◆ Problems to work on:
1 - In the article on Jordan Spieth, translate this sentence into Spanish: "In this time, Spieth handled the almost weekly inquisition about whether he would ever regain his form with poise and sincerity."
2 - In the article on Jordan Spieth, to what position in the world rankings had Spieth fallen by January of last year?

◆ Selected excerpt:
________________
Jordan Spieth Is Muttering Less and Smiling More

Jordan Spieth spent long stretches during post-round news conferences answering questions about what was wrong with him.

Or what was missing from his once prized golf game.

The world’s top-ranked men’s player for much of 2015-16 and the winner of three major championships in roughly the same period, Spieth had tumbled to 92nd in the world rankings by January of last year. His best finish at a 2020 major had been a tie for 46th.

In this time, Spieth handled the almost weekly inquisition about whether he would ever regain his form with poise and sincerity. For the most part, he kept his smile. But that smile is far wider now. With a rally in 2021 that included a second-place finish at the British Open and a surge this year that has included a 13th PGA Tour victory and two second-place finishes, Spieth has climbed back into the top 10 worldwide.

On Wednesday, one day before the first round of the 2022 P.G.A. Championship, Spieth met with reporters and happily spent most of his time answering questions about whether he might achieve a measure of golfing immortality this week.
________________
◆ Records provided:
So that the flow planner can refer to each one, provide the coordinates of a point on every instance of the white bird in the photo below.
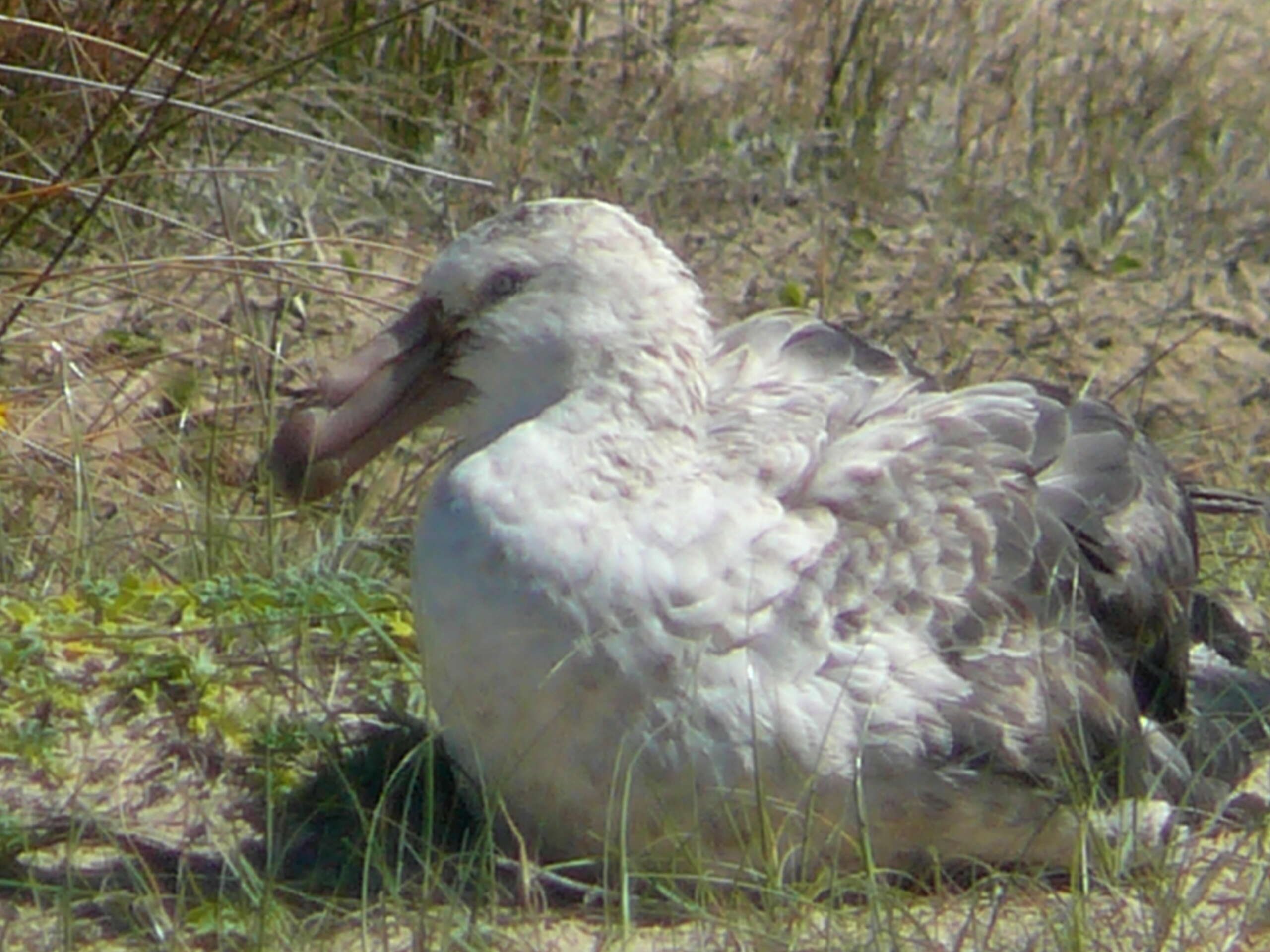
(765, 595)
________________
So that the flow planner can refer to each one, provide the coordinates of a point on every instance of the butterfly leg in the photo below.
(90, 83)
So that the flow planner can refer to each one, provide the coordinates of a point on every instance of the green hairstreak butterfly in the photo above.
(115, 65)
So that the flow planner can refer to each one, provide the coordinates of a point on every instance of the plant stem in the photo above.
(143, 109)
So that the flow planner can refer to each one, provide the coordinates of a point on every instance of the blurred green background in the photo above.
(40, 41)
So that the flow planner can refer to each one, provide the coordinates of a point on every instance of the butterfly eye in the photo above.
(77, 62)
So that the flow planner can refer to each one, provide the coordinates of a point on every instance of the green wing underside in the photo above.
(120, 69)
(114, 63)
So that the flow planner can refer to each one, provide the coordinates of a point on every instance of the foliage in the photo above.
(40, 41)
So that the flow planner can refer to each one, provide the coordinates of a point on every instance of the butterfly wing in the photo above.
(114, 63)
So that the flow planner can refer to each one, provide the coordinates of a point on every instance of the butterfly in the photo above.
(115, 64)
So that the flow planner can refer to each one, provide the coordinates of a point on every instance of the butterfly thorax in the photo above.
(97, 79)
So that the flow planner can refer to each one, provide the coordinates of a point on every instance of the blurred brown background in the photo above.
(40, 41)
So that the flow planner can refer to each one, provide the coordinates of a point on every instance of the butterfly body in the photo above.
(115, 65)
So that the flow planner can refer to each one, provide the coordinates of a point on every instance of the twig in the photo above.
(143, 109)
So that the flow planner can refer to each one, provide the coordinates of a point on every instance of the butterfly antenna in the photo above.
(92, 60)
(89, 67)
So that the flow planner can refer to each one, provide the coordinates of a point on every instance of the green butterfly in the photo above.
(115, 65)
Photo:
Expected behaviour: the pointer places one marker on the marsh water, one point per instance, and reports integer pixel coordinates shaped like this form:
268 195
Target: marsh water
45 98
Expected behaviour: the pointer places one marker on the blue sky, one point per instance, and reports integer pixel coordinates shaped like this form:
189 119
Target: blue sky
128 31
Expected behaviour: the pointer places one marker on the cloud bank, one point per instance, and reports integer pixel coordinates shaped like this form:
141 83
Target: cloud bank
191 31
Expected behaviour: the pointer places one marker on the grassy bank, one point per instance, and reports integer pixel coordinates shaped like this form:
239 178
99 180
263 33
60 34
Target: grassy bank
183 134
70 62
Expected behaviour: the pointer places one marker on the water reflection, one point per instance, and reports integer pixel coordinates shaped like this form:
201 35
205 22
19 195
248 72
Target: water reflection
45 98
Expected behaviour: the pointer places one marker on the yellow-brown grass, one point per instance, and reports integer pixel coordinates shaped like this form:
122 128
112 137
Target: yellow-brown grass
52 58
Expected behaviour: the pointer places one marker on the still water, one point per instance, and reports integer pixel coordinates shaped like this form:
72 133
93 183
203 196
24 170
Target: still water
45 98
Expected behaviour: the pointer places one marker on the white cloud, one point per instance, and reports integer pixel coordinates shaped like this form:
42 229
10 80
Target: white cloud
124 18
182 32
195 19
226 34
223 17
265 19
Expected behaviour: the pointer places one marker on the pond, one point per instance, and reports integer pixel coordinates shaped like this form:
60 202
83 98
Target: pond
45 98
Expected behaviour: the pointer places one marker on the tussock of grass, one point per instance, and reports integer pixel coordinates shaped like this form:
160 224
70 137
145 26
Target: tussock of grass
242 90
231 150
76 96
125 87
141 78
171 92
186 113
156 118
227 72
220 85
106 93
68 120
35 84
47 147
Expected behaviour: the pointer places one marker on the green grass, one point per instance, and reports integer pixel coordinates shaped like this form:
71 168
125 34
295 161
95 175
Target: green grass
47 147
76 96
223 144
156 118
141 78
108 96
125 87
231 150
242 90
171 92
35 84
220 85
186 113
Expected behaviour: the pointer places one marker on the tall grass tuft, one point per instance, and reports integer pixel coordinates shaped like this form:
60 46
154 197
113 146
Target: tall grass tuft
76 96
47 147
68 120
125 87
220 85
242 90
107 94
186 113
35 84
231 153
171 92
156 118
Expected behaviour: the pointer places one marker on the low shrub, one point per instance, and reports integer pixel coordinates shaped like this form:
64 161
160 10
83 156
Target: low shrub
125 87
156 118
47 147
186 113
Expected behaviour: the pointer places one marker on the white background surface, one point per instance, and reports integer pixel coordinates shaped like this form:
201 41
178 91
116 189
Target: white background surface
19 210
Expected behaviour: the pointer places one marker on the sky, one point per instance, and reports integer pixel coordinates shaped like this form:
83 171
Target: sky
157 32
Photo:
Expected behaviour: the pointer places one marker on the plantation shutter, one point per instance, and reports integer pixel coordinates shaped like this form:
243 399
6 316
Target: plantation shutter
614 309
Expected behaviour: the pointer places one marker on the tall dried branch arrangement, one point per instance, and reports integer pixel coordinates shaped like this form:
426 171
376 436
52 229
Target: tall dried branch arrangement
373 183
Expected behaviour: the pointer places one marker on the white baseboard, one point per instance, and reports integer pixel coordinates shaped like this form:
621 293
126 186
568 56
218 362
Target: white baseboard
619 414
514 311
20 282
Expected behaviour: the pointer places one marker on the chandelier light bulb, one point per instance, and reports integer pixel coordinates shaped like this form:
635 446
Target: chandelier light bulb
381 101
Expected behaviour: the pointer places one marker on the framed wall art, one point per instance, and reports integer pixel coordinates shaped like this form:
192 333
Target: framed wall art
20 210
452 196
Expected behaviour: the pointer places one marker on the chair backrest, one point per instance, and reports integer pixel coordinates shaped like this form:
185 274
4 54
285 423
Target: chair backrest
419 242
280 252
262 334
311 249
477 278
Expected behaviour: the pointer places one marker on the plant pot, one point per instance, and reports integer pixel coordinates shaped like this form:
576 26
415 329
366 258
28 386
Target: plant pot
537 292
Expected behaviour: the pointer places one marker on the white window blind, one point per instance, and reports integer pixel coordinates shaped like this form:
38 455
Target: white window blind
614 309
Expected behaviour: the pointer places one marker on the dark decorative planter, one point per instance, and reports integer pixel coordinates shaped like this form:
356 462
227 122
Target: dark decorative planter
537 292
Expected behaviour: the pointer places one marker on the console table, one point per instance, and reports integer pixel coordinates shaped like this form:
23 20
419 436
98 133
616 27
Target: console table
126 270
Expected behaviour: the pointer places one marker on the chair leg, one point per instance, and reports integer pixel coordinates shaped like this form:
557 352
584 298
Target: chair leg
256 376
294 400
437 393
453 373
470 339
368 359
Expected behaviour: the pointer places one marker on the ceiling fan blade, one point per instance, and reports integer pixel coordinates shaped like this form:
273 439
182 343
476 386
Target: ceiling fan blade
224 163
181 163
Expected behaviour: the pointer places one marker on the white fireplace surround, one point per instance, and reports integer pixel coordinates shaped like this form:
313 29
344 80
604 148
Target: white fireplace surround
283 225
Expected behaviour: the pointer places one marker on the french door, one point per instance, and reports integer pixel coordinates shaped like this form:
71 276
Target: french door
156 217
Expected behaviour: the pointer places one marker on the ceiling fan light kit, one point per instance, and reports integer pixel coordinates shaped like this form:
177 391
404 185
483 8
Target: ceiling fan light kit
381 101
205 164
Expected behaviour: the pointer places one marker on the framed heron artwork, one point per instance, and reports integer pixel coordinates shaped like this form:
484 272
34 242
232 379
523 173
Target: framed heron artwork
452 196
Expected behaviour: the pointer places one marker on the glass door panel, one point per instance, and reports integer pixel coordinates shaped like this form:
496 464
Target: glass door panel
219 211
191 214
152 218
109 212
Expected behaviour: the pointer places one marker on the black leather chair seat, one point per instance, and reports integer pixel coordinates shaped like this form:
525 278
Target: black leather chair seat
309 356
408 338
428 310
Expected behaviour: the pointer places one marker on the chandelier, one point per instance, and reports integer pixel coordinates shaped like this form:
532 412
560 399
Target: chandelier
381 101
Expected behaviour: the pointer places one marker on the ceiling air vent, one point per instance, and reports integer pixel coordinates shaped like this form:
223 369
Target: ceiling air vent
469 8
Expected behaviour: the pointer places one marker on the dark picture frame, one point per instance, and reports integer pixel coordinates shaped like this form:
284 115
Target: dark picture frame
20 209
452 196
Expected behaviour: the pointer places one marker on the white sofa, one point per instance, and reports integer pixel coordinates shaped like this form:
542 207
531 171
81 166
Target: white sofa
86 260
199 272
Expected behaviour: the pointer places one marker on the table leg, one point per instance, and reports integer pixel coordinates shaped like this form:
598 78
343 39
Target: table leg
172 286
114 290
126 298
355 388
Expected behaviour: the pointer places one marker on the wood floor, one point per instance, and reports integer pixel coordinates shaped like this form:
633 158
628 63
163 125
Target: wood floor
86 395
________________
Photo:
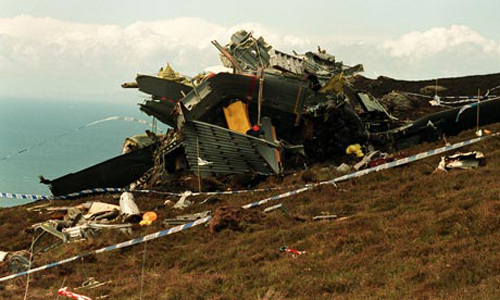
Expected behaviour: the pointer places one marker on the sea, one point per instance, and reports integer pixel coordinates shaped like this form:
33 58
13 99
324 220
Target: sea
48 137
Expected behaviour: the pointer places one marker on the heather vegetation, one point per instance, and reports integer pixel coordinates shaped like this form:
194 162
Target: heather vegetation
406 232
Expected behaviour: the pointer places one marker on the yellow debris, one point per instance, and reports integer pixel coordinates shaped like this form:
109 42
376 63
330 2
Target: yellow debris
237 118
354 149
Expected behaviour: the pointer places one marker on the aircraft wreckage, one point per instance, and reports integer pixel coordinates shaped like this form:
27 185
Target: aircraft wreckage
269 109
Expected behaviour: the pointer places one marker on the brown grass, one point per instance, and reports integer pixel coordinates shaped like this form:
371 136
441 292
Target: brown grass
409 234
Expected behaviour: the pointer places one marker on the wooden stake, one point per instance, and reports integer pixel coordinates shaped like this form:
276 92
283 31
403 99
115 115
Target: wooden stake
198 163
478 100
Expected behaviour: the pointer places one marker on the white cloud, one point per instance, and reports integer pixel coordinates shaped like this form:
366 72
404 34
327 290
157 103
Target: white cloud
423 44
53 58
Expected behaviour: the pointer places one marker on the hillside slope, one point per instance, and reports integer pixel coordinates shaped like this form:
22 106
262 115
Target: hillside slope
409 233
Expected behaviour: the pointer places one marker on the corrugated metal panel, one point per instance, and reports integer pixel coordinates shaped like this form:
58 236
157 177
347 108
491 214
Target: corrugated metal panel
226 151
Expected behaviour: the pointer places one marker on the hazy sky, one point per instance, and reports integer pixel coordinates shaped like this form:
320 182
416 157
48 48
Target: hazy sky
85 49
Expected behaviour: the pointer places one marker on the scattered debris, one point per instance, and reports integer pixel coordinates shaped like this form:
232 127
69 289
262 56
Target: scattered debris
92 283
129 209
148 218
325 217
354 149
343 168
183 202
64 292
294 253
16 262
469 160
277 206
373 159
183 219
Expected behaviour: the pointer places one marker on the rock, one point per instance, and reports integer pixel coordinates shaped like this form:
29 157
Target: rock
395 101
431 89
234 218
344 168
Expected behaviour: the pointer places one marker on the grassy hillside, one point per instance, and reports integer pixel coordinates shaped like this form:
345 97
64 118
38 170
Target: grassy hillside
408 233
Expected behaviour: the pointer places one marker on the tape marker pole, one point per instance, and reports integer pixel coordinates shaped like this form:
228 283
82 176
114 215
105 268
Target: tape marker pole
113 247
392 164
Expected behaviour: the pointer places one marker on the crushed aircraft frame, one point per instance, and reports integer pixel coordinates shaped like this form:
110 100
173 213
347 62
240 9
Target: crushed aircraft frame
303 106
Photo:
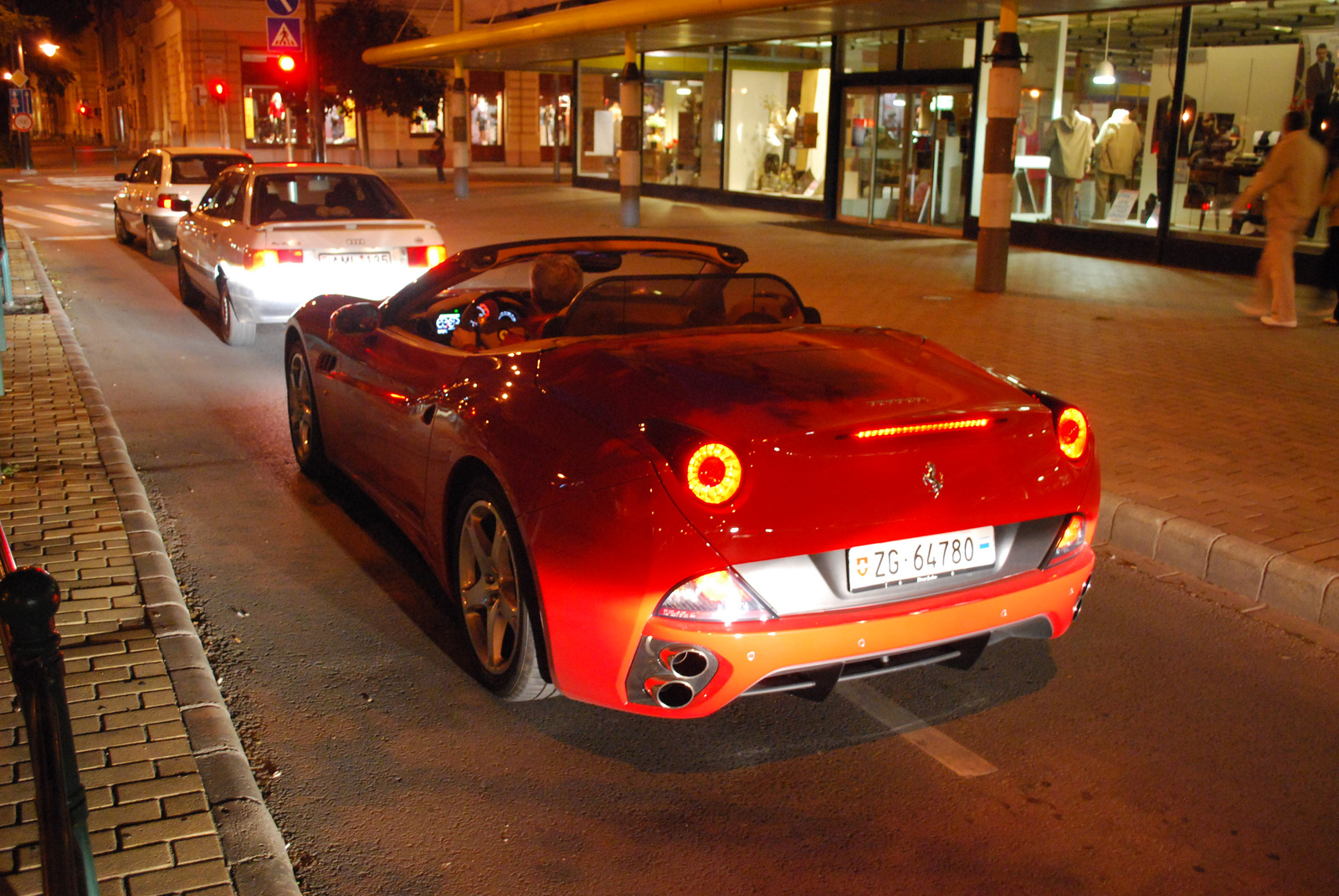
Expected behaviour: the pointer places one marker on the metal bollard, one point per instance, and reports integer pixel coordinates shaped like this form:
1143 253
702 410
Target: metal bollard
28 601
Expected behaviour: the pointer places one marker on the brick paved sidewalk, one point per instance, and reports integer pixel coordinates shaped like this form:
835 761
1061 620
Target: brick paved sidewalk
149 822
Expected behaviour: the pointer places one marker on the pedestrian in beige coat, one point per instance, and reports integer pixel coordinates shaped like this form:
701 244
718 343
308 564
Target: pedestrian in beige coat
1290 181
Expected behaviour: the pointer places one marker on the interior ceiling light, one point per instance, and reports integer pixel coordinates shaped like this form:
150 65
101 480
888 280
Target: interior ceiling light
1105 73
________________
◆ Solutions to each task:
1 - Durante este tiempo, Spieth afrontó con aplomo y sinceridad el interrogatorio casi semanal sobre si alguna vez recuperaría su forma.

2 - 92nd